BEGIN Provided data

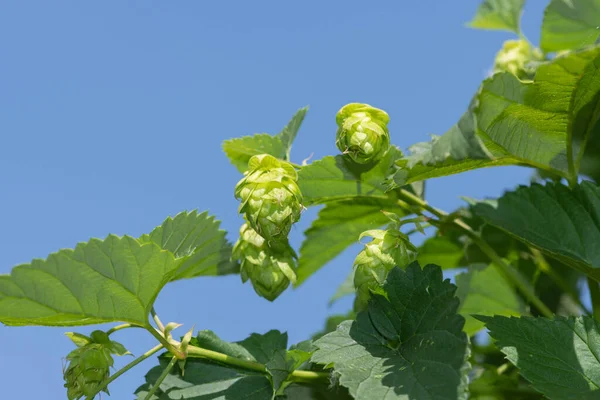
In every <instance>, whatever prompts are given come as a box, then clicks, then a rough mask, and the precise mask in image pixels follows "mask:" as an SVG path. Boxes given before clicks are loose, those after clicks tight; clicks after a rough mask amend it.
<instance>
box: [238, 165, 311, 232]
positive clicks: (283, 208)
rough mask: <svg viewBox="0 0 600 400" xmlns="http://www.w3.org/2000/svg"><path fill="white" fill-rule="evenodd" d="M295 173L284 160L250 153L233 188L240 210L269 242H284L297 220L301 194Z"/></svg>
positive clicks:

END Provided data
BEGIN Provided data

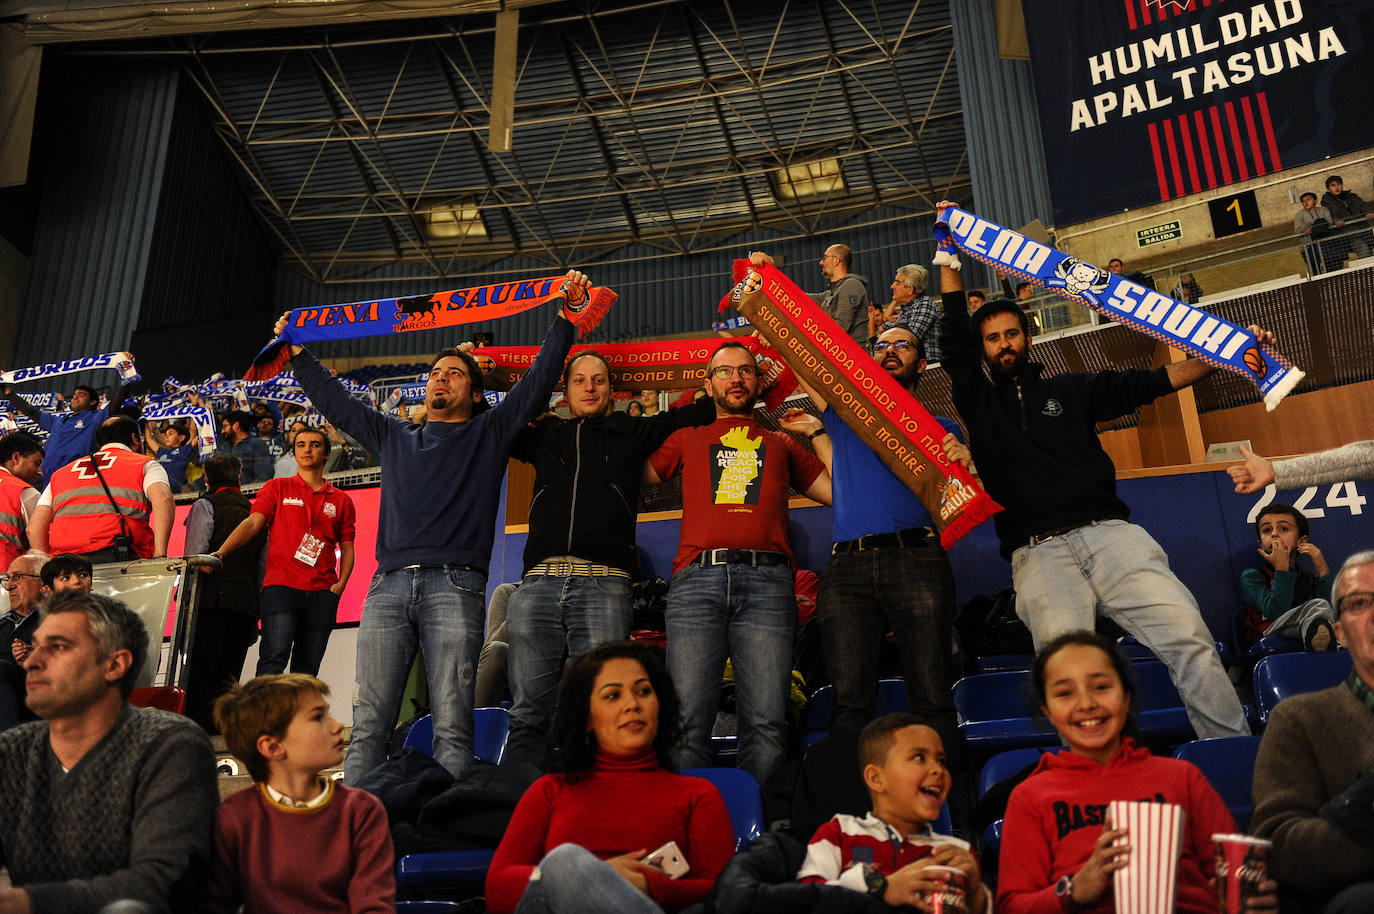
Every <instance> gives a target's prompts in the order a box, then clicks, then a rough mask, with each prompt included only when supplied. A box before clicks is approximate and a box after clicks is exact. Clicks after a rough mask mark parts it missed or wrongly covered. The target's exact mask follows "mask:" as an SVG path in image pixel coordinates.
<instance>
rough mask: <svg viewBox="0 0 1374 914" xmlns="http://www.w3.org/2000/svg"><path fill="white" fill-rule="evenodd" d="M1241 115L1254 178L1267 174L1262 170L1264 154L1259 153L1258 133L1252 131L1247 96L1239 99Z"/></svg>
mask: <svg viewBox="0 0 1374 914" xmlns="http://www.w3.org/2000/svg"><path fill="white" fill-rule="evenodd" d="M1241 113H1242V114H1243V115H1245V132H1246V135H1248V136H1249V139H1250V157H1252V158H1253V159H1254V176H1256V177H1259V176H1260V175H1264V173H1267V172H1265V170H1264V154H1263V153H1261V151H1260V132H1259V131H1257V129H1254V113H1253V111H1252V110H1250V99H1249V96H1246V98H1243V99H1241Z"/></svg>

END Provided data

▶ _What you have to do_
Copy down the stretch of items from the line that contains "In every <instance>, whatever" through the line that contains "positive clicks: (283, 208)", reproducing both end lines and everything between them verbatim.

▶ _Answer to the problem_
In every <instance>, whatever prompts are given come as a box, then clicks, then a rough mask, and the precise mask in image pixels follows "mask:" as an SVG path. Boxes given before clicks are loose, those after clicks tight; clicks after a rough mask amend it.
<instance>
box: [238, 165, 311, 232]
positive clicks: (283, 208)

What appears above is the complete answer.